EXTRACT PROVIDED
Additional command groups for stack/IDE management, quality gates, skills, maintenance, VCS configuration, and CI/CD are documented in the [CLI reference](docs/cli-reference.md).

## AI provider setup

ai-engineering generates integration files for each AI provider during install.

### Claude Code (recommended)

The framework generates `CLAUDE.md` (instruction file) and 60 slash commands in `.claude/commands/`. Run `/commit` to stage, validate, commit, and push. Run `/agent:debugger` to activate the debugger persona. All commands invoke canonical skill and agent files — no content is duplicated.

### Gemini CLI

The framework generates `GEMINI.md` (instruction file) for Gemini CLI. It provides context and rules similar to `CLAUDE.md`. The same governance, skills, and conventions apply automatically.

TASK DETAILS
Copy the AI provider setup text between "Additional command groups" and "content is duplicated.", inclusive, and rename "persona" to "role" wherever it occurs.

[Stored data entries]

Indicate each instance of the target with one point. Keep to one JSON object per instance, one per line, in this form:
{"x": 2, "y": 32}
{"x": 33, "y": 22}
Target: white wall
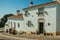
{"x": 58, "y": 18}
{"x": 50, "y": 18}
{"x": 16, "y": 22}
{"x": 33, "y": 20}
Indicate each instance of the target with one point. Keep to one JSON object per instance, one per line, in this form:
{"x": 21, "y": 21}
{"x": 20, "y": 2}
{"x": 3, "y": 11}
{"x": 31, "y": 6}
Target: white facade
{"x": 50, "y": 18}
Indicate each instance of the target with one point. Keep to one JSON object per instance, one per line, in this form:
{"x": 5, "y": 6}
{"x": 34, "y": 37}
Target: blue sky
{"x": 10, "y": 6}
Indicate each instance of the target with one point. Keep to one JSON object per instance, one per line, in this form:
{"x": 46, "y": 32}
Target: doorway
{"x": 41, "y": 27}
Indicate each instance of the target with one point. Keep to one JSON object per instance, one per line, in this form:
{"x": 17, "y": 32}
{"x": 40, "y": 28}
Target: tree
{"x": 4, "y": 19}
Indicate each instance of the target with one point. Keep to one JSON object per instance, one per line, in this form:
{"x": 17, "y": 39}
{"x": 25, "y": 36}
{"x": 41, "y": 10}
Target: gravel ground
{"x": 31, "y": 37}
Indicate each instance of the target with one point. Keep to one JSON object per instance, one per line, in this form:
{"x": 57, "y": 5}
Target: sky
{"x": 10, "y": 6}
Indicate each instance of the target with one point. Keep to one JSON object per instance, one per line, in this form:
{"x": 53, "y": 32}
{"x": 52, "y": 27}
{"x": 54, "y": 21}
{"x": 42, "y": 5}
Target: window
{"x": 18, "y": 25}
{"x": 40, "y": 10}
{"x": 26, "y": 13}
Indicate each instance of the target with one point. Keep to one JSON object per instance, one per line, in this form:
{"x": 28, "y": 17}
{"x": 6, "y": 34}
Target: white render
{"x": 53, "y": 17}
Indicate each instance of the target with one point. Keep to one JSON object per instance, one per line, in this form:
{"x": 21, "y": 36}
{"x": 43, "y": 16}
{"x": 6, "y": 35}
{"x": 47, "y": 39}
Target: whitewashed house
{"x": 43, "y": 18}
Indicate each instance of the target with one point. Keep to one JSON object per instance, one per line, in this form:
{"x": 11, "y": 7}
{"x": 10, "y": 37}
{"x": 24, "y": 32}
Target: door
{"x": 41, "y": 27}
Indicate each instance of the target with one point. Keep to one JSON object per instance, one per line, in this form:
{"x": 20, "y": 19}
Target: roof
{"x": 17, "y": 16}
{"x": 42, "y": 5}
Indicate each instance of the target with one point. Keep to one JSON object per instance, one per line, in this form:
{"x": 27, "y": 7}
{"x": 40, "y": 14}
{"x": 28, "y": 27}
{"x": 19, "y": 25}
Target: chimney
{"x": 18, "y": 12}
{"x": 31, "y": 4}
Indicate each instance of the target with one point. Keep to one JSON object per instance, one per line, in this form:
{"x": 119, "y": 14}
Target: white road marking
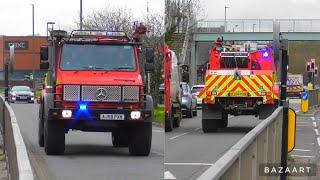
{"x": 196, "y": 129}
{"x": 169, "y": 175}
{"x": 314, "y": 124}
{"x": 318, "y": 139}
{"x": 302, "y": 122}
{"x": 174, "y": 137}
{"x": 189, "y": 164}
{"x": 302, "y": 156}
{"x": 300, "y": 125}
{"x": 158, "y": 131}
{"x": 303, "y": 150}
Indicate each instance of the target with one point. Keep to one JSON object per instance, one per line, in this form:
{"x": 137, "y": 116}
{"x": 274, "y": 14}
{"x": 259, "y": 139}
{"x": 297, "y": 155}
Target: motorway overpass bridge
{"x": 205, "y": 32}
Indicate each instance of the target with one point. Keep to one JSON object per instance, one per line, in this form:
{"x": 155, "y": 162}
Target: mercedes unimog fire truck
{"x": 96, "y": 82}
{"x": 172, "y": 94}
{"x": 238, "y": 83}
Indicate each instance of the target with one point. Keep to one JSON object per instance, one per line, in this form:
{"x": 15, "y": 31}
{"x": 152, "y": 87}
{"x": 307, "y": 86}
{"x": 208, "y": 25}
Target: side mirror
{"x": 149, "y": 67}
{"x": 44, "y": 65}
{"x": 44, "y": 51}
{"x": 149, "y": 55}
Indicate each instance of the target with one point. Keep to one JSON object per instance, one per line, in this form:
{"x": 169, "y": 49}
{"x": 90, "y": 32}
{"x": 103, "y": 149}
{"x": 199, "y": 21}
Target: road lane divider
{"x": 15, "y": 148}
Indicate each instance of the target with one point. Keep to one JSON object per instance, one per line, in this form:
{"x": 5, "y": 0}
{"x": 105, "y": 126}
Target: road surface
{"x": 189, "y": 152}
{"x": 88, "y": 155}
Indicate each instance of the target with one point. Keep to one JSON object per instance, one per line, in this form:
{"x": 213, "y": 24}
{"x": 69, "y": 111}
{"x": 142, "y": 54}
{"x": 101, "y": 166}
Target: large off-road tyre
{"x": 120, "y": 137}
{"x": 54, "y": 137}
{"x": 54, "y": 132}
{"x": 210, "y": 125}
{"x": 140, "y": 140}
{"x": 195, "y": 112}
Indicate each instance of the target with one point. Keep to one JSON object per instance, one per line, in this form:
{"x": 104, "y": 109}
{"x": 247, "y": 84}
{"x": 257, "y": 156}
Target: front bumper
{"x": 92, "y": 116}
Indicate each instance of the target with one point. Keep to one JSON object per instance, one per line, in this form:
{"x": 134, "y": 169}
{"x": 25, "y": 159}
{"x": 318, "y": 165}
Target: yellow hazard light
{"x": 291, "y": 129}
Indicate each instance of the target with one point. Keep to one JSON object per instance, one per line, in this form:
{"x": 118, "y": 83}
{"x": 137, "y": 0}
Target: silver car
{"x": 21, "y": 93}
{"x": 189, "y": 103}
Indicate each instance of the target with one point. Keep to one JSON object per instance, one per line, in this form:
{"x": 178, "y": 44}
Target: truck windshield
{"x": 98, "y": 57}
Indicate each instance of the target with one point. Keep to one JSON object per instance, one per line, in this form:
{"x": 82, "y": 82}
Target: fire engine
{"x": 172, "y": 94}
{"x": 238, "y": 83}
{"x": 96, "y": 82}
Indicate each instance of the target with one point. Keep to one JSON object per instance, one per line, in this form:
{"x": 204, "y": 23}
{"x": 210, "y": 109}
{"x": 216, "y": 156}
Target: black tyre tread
{"x": 209, "y": 125}
{"x": 140, "y": 140}
{"x": 120, "y": 138}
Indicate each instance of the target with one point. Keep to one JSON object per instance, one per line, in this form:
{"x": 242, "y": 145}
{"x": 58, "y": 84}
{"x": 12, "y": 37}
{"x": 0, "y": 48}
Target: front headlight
{"x": 135, "y": 115}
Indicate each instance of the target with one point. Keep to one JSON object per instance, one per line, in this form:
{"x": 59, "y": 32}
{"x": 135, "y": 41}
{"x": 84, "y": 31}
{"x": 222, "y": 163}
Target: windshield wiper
{"x": 92, "y": 67}
{"x": 123, "y": 68}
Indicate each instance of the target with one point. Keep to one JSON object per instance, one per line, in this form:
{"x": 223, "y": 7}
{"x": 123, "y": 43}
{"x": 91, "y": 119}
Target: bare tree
{"x": 122, "y": 19}
{"x": 110, "y": 19}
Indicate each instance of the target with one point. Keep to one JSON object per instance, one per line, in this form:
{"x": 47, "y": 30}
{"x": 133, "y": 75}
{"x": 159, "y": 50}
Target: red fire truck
{"x": 238, "y": 83}
{"x": 96, "y": 82}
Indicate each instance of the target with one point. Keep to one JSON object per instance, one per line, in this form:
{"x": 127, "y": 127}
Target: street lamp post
{"x": 225, "y": 18}
{"x": 80, "y": 14}
{"x": 51, "y": 23}
{"x": 33, "y": 55}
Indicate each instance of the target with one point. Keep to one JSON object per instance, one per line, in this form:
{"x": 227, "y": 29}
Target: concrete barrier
{"x": 15, "y": 149}
{"x": 313, "y": 98}
{"x": 261, "y": 145}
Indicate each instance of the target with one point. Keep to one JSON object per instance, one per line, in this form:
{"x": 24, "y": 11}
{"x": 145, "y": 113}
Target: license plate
{"x": 238, "y": 93}
{"x": 112, "y": 116}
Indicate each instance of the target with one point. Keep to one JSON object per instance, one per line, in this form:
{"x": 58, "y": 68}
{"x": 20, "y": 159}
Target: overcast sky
{"x": 300, "y": 9}
{"x": 16, "y": 15}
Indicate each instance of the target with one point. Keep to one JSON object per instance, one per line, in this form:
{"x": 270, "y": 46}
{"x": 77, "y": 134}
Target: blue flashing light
{"x": 266, "y": 54}
{"x": 83, "y": 107}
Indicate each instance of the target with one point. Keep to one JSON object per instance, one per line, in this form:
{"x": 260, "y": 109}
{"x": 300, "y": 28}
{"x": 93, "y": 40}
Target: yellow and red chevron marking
{"x": 223, "y": 84}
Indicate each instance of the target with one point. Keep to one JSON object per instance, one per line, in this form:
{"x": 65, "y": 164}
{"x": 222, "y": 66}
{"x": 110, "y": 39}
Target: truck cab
{"x": 95, "y": 82}
{"x": 238, "y": 83}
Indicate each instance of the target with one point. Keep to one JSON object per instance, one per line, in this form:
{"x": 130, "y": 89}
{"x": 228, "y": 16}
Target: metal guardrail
{"x": 258, "y": 25}
{"x": 313, "y": 98}
{"x": 261, "y": 145}
{"x": 15, "y": 149}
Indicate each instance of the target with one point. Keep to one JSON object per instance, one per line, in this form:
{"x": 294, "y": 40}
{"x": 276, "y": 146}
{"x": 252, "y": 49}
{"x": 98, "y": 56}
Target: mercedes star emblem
{"x": 101, "y": 94}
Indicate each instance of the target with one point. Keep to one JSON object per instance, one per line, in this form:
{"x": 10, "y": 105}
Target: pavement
{"x": 189, "y": 152}
{"x": 88, "y": 155}
{"x": 307, "y": 148}
{"x": 4, "y": 175}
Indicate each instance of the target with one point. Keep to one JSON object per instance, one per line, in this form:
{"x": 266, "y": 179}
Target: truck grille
{"x": 71, "y": 93}
{"x": 130, "y": 93}
{"x": 101, "y": 93}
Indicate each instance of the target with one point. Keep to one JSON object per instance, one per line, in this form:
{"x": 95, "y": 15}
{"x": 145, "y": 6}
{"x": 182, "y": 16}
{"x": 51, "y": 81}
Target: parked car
{"x": 189, "y": 103}
{"x": 21, "y": 93}
{"x": 195, "y": 90}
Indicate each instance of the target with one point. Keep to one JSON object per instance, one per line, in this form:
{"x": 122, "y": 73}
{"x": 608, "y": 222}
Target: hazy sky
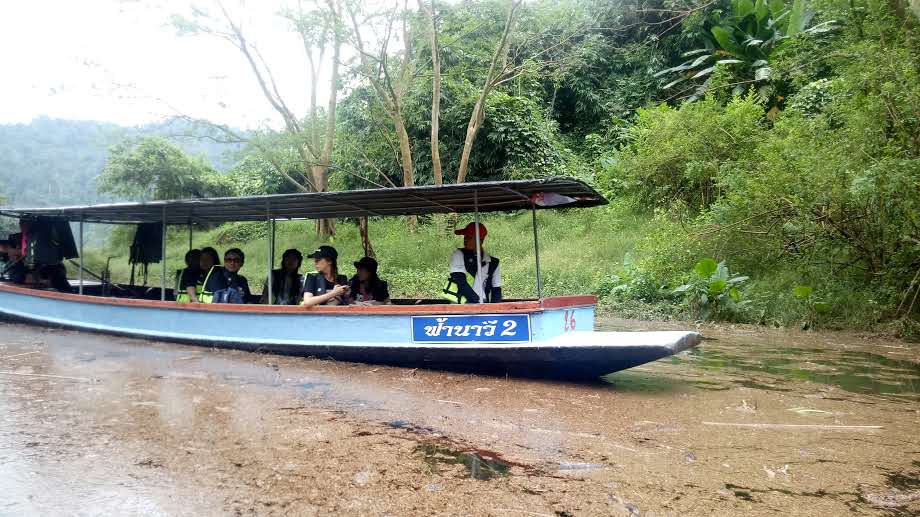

WRITTEN ANSWER
Additional command groups for stack/IDE management, quality gates, skills, maintenance, VCS configuration, and CI/CD are documented in the [CLI reference](docs/cli-reference.md).

## AI provider setup

ai-engineering generates integration files for each AI provider during install.

### Claude Code (recommended)

The framework generates `CLAUDE.md` (instruction file) and 60 slash commands in `.claude/commands/`. Run `/commit` to stage, validate, commit, and push. Run `/agent:debugger` to activate the debugger role. All commands invoke canonical skill and agent files — no content is duplicated.